## [EXERCISE TASK 1]
Please reproduce the Discord Ops page below in full, word for word.

## [TEXT PASSAGE]
|---|

Skip to content

Discord Ops

Metadata

  • System type: service

System Intent

  • What this is: Two Lambda functions that deliver AWS operational alerts to Discord and accept Discord slash commands for alert management. DiscordAlertsFunction forwards SNS alarm notifications and EC2 state-change events to a Discord webhook, with mute-gate support backed by an SSM parameter. DiscordInteractionFunction handles Discord slash commands including /cost, /status, /mute-alerts, and /unmute-alerts. A CloudWatch metric alarm on the IngestDLQ depth fires through the existing cost_alerts SNS topic into DiscordAlertsFunction when the ingest backlog exceeds 100 messages for 10 minutes.

|---|

## [DATA EXTRACT]
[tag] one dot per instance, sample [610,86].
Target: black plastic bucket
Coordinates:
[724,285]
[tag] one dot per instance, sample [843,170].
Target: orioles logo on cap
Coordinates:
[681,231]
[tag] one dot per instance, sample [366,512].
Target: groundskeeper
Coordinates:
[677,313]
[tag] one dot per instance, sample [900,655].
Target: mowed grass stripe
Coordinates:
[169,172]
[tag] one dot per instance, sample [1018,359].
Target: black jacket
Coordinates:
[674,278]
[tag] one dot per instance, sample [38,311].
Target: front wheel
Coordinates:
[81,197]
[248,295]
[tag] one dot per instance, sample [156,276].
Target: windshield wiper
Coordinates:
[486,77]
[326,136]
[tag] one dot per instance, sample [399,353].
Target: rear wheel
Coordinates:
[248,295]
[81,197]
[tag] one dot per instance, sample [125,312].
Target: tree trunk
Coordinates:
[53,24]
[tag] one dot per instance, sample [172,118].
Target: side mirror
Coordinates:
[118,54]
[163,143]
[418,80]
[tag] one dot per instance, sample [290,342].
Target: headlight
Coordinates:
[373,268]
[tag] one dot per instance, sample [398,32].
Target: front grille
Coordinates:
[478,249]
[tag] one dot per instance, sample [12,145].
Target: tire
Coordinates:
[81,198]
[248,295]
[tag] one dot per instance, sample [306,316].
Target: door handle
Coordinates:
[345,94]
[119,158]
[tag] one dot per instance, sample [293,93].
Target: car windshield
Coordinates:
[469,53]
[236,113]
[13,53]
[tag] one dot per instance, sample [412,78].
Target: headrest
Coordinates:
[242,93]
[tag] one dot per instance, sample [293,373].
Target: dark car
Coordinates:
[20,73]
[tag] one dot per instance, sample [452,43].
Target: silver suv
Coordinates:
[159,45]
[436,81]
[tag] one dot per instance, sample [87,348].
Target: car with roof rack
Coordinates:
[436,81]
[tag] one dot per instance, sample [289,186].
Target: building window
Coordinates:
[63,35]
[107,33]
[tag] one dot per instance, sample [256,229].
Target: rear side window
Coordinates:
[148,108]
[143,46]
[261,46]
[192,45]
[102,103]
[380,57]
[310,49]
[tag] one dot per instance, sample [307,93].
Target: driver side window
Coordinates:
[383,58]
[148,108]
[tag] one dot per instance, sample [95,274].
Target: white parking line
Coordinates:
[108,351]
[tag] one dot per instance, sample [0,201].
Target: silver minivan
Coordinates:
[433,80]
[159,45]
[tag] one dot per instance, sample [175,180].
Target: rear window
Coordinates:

|---|

## [EXERCISE TASK 2]
From the entries above, pull out each line containing the word "side".

## [ANSWER 1]
Skip to content

Discord Ops

Metadata

  • System type: service

System Intent

  • What this is: Two Lambda functions that deliver AWS operational alerts to Discord and accept Discord slash commands for alert management. DiscordAlertsFunction forwards SNS alarm notifications and EC2 state-change events to a Discord webhook, with mute-gate support backed by an SSM parameter. DiscordInteractionFunction handles Discord slash commands including /cost, /status, /mute-alerts, and /unmute-alerts. A CloudWatch metric alarm on the IngestDLQ depth fires through the existing cost_alerts SNS topic into DiscordAlertsFunction when the ingest backlog exceeds 100 messages for 10 minutes.

## [ANSWER 2]
Target: side mirror
Target: rear side window
Target: driver side window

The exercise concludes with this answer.